--- BEGIN EXTRACTED RECORDS ---

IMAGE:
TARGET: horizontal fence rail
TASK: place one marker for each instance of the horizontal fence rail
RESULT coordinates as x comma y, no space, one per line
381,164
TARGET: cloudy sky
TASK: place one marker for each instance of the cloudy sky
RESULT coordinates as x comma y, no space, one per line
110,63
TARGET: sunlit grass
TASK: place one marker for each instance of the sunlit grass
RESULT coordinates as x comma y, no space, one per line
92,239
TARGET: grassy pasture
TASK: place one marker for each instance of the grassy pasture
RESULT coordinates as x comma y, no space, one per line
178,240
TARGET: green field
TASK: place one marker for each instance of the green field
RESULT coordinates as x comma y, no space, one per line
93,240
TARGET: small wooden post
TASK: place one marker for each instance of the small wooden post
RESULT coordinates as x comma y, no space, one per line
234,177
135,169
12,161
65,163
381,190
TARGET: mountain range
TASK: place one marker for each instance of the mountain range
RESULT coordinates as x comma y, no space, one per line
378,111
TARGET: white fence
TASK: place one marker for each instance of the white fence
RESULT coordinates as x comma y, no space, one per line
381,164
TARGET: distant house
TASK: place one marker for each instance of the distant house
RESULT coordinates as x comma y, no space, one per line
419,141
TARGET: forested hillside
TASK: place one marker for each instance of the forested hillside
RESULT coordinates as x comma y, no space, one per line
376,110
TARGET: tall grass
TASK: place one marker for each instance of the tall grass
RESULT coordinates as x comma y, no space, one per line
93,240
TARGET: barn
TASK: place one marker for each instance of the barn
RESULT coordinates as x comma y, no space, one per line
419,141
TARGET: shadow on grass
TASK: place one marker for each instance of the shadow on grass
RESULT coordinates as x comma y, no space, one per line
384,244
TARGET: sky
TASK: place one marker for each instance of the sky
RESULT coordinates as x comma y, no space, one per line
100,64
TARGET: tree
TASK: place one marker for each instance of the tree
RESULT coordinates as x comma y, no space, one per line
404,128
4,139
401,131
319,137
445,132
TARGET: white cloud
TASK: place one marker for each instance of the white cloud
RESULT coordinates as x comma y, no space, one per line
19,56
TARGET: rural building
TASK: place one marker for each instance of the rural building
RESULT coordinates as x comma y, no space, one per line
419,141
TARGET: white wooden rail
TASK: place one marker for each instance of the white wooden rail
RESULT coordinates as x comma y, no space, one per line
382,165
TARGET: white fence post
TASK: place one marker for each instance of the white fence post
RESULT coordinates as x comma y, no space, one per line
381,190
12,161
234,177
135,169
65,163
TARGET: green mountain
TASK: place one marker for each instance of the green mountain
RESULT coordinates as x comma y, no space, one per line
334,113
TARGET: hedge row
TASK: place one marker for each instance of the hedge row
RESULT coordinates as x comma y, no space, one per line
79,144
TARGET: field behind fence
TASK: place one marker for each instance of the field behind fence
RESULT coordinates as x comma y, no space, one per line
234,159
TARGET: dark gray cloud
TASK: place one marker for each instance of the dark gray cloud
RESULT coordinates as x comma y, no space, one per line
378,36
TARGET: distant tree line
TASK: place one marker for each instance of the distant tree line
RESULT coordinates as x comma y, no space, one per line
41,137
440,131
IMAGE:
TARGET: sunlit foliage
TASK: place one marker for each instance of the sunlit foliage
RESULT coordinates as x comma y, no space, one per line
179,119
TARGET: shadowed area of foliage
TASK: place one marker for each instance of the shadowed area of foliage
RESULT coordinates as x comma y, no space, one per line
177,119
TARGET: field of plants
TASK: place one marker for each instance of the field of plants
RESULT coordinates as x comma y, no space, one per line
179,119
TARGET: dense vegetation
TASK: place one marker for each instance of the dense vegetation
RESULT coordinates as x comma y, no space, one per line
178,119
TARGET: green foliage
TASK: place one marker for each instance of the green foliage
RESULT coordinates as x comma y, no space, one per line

--- END EXTRACTED RECORDS ---

EXERCISE — Type out all of the material again, word for word.

RESPONSE —
IMAGE:
TARGET: horizontal fence rail
TASK: place one marker for each instance of the horizontal fence rail
RESULT coordinates as x comma y, no space, one per line
381,164
TARGET: cloudy sky
TASK: place one marker for each instance of the cloudy sky
RESULT coordinates as x comma y, no space, one per line
110,63
TARGET: sunlit grass
TASK: place one marker for each instance of the sunlit grass
RESULT coordinates as x comma y, no space, one per line
92,239
TARGET: grassy pasture
TASK: place one marker for each instance of the grassy pasture
RESULT coordinates as x comma y, no space, one per line
178,240
TARGET: green field
TASK: place one marker for each instance of the green field
RESULT coordinates as x comma y, no space, one per line
93,240
TARGET: small wooden post
TASK: place one marker for each instance of the small wooden post
RESULT coordinates as x comma y, no space, one per line
234,177
135,169
12,161
65,163
381,190
TARGET: mountain range
TASK: place one marker for each instance of the mountain range
RESULT coordinates as x comma y, no space, one per line
378,111
TARGET: white fence
TASK: place one marker for each instance of the white fence
RESULT coordinates as x comma y, no space, one per line
381,164
TARGET: distant house
TASK: place one marker for each instance of the distant house
RESULT coordinates as x comma y, no space, one per line
419,141
TARGET: forested hillside
TASK: place one marker for each instance of the forested hillside
RESULT coordinates as x comma y, no space, one per line
376,110
TARGET: tall grass
TASK: place one marker for each instance of the tall grass
RESULT coordinates as x comma y, no space, one per line
93,240
TARGET: barn
TASK: place one marker for each instance of the barn
RESULT coordinates as x comma y, no space, one per line
419,141
TARGET: shadow on grass
TASK: place one marker for each instance of the shadow on grass
RESULT coordinates as x comma y, no space, one per line
384,244
TARGET: sky
TASK: place one marker for each instance of the sky
RESULT coordinates as x comma y, no space, one per line
100,64
TARGET: tree
TASK: place one marker for each instance of the tree
RESULT coordinates as x comma y, no space, one per line
404,128
4,139
401,131
319,137
445,132
TARGET: white cloud
TASK: place one marker for each instance of the white cloud
RESULT coordinates as x comma y, no space, one per line
19,56
TARGET: rural building
TASK: place one marker for each instance of the rural building
RESULT coordinates as x comma y, no space, one per line
419,141
TARGET: white wooden rail
TASK: place one marker for each instance of the white wooden rail
RESULT coordinates as x comma y, no space, one per line
382,165
TARGET: white fence post
TASK: place one marker for each instance of the white fence post
RESULT coordinates as x comma y, no space, one per line
381,190
12,161
234,177
135,169
65,163
TARGET: green mountain
TASK: place one marker for each instance of the green mountain
RESULT coordinates as x comma y, no space, one per line
334,113
TARGET: hedge row
TASK: place one marker for each instance of the hedge row
RESULT coordinates as x comma y, no space, one per line
79,144
TARGET: field behind fence
TASK: place one marker for each instance of the field behind fence
RESULT coordinates as x comma y, no space, one per line
234,159
TARGET: dark gray cloud
TASK: place one marker for each instance of the dark gray cloud
RESULT coordinates as x comma y, no space, one per line
378,36
TARGET: distant tree line
TASK: place one marker for each instance of the distant tree line
RESULT coordinates as x comma y, no space, one per line
41,137
440,131
IMAGE:
TARGET: sunlit foliage
TASK: place one marker for each instance of the sunlit foliage
RESULT coordinates as x comma y, no space, one per line
179,119
TARGET: shadowed area of foliage
TASK: place one marker for each instance of the shadowed area of foliage
RESULT coordinates as x comma y, no space, one per line
177,119
TARGET: field of plants
TASK: place one marker for each instance of the field of plants
RESULT coordinates as x comma y, no space, one per line
179,119
TARGET: dense vegetation
TASK: place one marker for each instance of the dense vegetation
RESULT coordinates as x comma y, no space, one per line
178,119
TARGET: green foliage
TASK: place one marker for each instance of the green foliage
RESULT coordinates as x comma y, no space, one per line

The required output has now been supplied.